_PROBLEM REQUIREMENTS_: Update the lines below by replacing every occurrence of "every instance" with "each instance", leaving all other text unchanged.
= = = = =
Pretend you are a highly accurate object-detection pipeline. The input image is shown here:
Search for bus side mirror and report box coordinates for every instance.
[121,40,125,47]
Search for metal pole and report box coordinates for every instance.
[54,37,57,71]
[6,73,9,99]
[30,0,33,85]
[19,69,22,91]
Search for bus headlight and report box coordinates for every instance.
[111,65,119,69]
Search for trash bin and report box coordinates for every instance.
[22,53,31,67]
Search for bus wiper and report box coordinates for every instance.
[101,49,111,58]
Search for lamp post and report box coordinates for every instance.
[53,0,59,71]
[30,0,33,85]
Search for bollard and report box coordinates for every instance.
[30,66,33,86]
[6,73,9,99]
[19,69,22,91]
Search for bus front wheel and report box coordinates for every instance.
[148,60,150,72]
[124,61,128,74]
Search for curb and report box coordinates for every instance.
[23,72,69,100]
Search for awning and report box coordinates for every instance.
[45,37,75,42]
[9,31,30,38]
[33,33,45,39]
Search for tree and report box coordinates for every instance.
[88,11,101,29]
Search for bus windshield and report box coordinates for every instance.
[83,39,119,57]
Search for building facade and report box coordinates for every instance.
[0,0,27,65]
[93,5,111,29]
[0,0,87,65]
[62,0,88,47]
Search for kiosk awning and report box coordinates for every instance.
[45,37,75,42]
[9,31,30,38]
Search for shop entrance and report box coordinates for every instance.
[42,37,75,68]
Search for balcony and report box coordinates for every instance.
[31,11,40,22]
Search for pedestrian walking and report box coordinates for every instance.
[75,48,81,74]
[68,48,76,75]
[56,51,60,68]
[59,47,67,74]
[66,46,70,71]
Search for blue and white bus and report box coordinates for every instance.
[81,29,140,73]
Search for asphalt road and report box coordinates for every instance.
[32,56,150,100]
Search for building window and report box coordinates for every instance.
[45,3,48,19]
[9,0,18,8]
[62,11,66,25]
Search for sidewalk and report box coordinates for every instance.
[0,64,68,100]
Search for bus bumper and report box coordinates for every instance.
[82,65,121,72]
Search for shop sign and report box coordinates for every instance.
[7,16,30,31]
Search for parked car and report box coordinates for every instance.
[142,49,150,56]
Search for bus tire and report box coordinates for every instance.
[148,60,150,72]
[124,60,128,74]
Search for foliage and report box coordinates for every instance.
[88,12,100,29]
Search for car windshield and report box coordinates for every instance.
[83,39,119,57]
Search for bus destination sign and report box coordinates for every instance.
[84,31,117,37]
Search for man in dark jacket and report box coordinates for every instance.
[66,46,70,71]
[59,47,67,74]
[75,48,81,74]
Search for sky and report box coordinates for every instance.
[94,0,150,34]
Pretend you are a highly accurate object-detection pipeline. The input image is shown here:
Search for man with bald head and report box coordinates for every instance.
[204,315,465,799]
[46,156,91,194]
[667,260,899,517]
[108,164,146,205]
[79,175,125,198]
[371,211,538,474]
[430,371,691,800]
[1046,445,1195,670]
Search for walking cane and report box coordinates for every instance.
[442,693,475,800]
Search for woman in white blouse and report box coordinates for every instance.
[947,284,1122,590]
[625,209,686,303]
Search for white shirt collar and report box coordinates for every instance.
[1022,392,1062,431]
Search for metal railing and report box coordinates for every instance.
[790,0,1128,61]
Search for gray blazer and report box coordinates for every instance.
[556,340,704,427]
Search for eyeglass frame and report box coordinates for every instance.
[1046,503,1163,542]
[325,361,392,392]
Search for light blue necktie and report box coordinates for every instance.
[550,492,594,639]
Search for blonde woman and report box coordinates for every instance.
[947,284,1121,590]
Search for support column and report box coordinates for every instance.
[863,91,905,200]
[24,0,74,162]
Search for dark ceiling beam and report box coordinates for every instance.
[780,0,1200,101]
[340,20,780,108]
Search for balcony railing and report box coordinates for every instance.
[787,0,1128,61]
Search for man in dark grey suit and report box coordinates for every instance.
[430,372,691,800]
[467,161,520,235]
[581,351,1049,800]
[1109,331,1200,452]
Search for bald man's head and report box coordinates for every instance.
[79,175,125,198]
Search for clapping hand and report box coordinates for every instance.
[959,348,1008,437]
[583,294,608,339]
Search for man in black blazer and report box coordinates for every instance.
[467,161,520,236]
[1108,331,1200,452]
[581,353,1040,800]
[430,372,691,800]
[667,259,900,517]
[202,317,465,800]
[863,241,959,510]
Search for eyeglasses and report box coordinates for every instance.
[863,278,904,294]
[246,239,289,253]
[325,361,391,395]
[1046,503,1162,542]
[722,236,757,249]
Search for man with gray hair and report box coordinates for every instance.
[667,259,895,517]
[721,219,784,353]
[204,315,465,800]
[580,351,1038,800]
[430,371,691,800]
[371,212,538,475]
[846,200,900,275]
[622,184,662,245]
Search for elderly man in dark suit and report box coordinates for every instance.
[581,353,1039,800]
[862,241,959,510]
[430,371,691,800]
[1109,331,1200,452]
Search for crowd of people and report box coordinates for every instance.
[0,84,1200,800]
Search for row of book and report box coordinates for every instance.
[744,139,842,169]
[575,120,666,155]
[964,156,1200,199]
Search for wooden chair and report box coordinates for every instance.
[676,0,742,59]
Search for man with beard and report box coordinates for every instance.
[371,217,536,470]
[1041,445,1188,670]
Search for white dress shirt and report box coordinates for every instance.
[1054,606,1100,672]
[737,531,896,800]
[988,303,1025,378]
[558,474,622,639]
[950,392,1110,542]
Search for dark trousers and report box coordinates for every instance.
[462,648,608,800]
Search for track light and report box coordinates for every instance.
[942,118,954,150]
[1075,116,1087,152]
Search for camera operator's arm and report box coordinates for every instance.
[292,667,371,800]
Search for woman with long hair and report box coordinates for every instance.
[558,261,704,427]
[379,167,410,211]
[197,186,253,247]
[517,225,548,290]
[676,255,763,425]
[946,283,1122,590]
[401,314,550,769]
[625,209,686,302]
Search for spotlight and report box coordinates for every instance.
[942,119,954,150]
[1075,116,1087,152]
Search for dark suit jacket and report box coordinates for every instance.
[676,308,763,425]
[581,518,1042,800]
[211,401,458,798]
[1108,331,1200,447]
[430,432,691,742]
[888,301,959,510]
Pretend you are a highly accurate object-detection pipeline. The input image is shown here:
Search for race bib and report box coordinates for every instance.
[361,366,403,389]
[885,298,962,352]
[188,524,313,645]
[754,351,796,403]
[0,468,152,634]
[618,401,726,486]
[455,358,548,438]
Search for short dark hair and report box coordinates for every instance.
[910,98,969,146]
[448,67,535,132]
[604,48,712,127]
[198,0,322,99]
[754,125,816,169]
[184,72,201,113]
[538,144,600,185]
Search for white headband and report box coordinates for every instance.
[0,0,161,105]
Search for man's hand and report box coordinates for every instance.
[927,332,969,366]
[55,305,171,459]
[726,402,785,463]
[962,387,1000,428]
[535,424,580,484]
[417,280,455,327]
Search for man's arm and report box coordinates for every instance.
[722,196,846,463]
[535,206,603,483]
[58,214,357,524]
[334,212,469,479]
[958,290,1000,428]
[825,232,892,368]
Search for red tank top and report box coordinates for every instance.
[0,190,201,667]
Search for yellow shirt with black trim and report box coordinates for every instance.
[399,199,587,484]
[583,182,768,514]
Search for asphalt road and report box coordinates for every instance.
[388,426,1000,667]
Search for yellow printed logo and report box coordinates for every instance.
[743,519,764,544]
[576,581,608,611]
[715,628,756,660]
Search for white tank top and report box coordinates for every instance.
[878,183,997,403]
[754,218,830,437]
= = = = =
_TASK OUTPUT_:
Pretend you are a highly accurate object-detection pipeline. The input image is shown here:
Search for bus side mirror and report box coordinates for each instance.
[121,40,125,47]
Search for metal pole and report box coordinates for each instance.
[54,37,57,71]
[6,73,9,99]
[30,0,33,85]
[19,69,22,91]
Search for bus headlight and report box coordinates for each instance.
[111,65,119,69]
Search for trash bin and report box coordinates for each instance.
[22,53,31,67]
Search for bus wiper and report box coordinates for each instance.
[101,49,111,58]
Search for lamp post and report box coordinates for each instance.
[53,0,59,71]
[30,0,33,85]
Search for bollard and report box coordinates for each instance.
[30,66,33,86]
[6,73,9,99]
[19,69,22,91]
Search for bus front wheel and report box coordinates for each instance.
[148,60,150,72]
[124,61,128,74]
Search for curb and report box coordinates for each instance.
[23,72,69,100]
Search for awning and report box coordinates for each instance.
[45,37,75,42]
[9,31,30,38]
[33,33,45,39]
Search for tree and report box coordinates for each instance.
[88,11,101,29]
Search for bus windshield and report box coordinates for each instance.
[83,39,119,57]
Search for building facade and report box coordinates for each instance.
[0,0,27,65]
[93,5,111,29]
[0,0,87,65]
[62,0,88,47]
Search for kiosk awning and report box coordinates for each instance.
[45,37,75,42]
[9,31,30,38]
Search for shop entrance and report box coordinates for each instance.
[42,37,75,68]
Search for balcony and report box coordinates for each instance.
[31,11,40,22]
Search for pedestrian walking and report box coordinates for each instance.
[75,48,81,74]
[68,48,76,75]
[56,51,60,68]
[59,47,67,74]
[66,46,70,71]
Search for blue and white bus and report box coordinates for each instance.
[81,29,140,73]
Search for asphalt road and report box coordinates for each instance.
[32,56,150,100]
Search for building window and report box coordinates for each instance.
[45,3,48,19]
[9,0,18,8]
[62,11,66,25]
Search for sidewalk and report box coordinates for each instance.
[0,64,68,100]
Search for bus bumper and report box coordinates for each instance.
[82,65,121,72]
Search for shop sign and report box coordinates for each instance.
[7,16,30,31]
Search for parked car and report box coordinates for each instance.
[142,49,150,56]
Search for bus tire and report box coordinates for each instance.
[148,60,150,72]
[124,60,128,74]
Search for foliage and report box coordinates for each instance.
[88,12,100,29]
Search for car windshield and report box coordinates for each instance.
[83,39,119,57]
Search for bus destination sign and report box coordinates for each instance.
[84,31,117,37]
Search for man in dark jacket and report box coordinates for each instance.
[66,46,70,71]
[59,47,67,74]
[75,48,81,74]
Search for sky and report box coordinates for each instance.
[94,0,150,34]
Pretend you are a highly accurate object-detection pipeline. The input image is shown here:
Search for man with bald head and report box coordinates for each instance.
[204,315,465,799]
[46,156,91,194]
[667,260,899,517]
[108,164,146,205]
[79,175,125,198]
[371,211,538,474]
[430,371,691,800]
[1046,445,1195,670]
Search for walking cane and report box coordinates for each instance.
[442,693,475,800]
Search for woman in white blouse and report box coordinates for each instance.
[947,284,1122,590]
[625,209,686,303]
Search for white shirt collar and report box coordinates for each instance.
[1022,392,1062,431]
Search for metal railing and report box coordinates for each instance.
[790,0,1128,61]
Search for gray blazer and report box coordinates for each instance.
[556,340,704,427]
Search for eyeglass frame and report box coordinates for each instance.
[1046,503,1163,542]
[325,361,392,392]
Search for light blue necktie and report box coordinates for each instance.
[550,492,594,639]
Search for blonde woman and report box coordinates for each instance.
[947,284,1121,590]
Search for support column and report box coordinates for each instance.
[863,91,905,200]
[24,0,74,162]
Search for dark ceiling beam and report box coordinates for each instance.
[780,0,1200,101]
[340,20,780,108]
Search for balcony railing and report box coordinates for each instance.
[787,0,1128,61]
Search for man in dark grey suit and report box coordinates for each instance.
[430,372,691,800]
[467,161,520,235]
[581,351,1049,800]
[1109,331,1200,452]
Search for bald man's head and report box coordinates for each instance.
[79,175,125,198]
Search for clapping hand and report box coordinates for each instance.
[959,348,1008,437]
[583,294,608,339]
Search for man in black blazer and report box coordinates for each instance.
[467,161,520,236]
[1108,331,1200,452]
[581,353,1040,800]
[430,372,691,800]
[667,259,900,517]
[202,317,465,800]
[863,241,959,510]
Search for eyeglasses and report box coordinates for each instance.
[863,278,904,294]
[246,239,289,253]
[325,361,391,395]
[1046,503,1162,542]
[722,236,757,249]
Search for man with gray hair and report box coordinates for each instance.
[667,259,895,517]
[721,219,784,353]
[204,315,465,800]
[580,351,1038,800]
[430,371,691,800]
[371,212,538,475]
[846,200,900,275]
[622,184,662,245]
Search for elderly man in dark suit and report box coordinates for each instance.
[581,353,1039,800]
[862,241,959,510]
[430,371,691,800]
[1109,331,1200,452]
Search for crowd of people and report box coordinates for each instance.
[0,84,1200,800]
Search for row of book and report box coordinates for each instance.
[744,139,842,169]
[575,120,666,155]
[964,156,1200,199]
Search for wooden chair and report box coordinates for each instance.
[676,0,742,59]
Search for man with beard and report box coordinates for each instance.
[371,217,536,470]
[1041,445,1188,670]
Search for white dress shirt and report box coordinates for each instance.
[1054,606,1100,672]
[737,531,896,800]
[988,303,1025,378]
[558,474,622,639]
[950,392,1110,542]
Search for dark trousers and report box coordinates for each instance.
[462,648,608,800]
Search for track light and report box coordinates for each instance.
[942,118,954,150]
[1075,116,1087,152]
Search for camera operator's arm and report box coordinates for each instance.
[292,667,371,800]
Search for woman with long hair and report box coordinates for each instance.
[558,261,704,427]
[379,167,410,211]
[197,186,253,247]
[517,225,548,290]
[676,255,763,425]
[946,283,1122,590]
[401,314,550,769]
[625,209,686,302]
Search for spotlight and report box coordinates for each instance.
[942,119,954,150]
[1075,116,1087,152]
Search for dark suit jacket and report box coordinates for each instance.
[676,308,763,425]
[581,518,1042,800]
[211,401,458,798]
[1108,331,1200,447]
[430,432,691,742]
[888,301,959,510]
Pretend you are a highly accurate object-detection pipeline. The input image is shown here:
Search for race bib and report box coordinates for each instance.
[361,366,403,389]
[885,298,962,352]
[188,524,313,645]
[754,351,796,403]
[0,468,152,634]
[618,401,726,486]
[455,358,548,438]
Search for short dark hair and report box coordinates for each instance.
[910,98,969,146]
[448,67,535,132]
[604,48,712,127]
[198,0,322,99]
[754,125,816,169]
[184,72,201,113]
[538,144,600,185]
Search for white headband and report box coordinates for each instance.
[0,0,161,105]
Search for man's hand and report box coordinates for each instance.
[927,332,969,366]
[55,305,171,459]
[726,402,785,463]
[962,387,1000,428]
[535,424,580,484]
[417,280,455,327]
Search for man's arm and report box coordinates for each instance.
[722,196,846,463]
[535,206,603,483]
[58,214,357,524]
[334,212,469,479]
[958,290,1000,428]
[825,232,892,368]
Search for red tank top and report box coordinates for each instance.
[0,190,201,667]
Search for yellow shirt with black trim and report box coordinates for each instance.
[399,199,587,484]
[583,182,768,514]
Search for asphalt road and report box coordinates for each instance.
[388,426,1000,667]
Search for yellow printed logo and report box coordinates for each instance.
[743,519,764,544]
[576,581,608,611]
[715,628,756,660]
Search for white tank top and report box coordinates for each instance.
[878,183,997,403]
[754,218,830,437]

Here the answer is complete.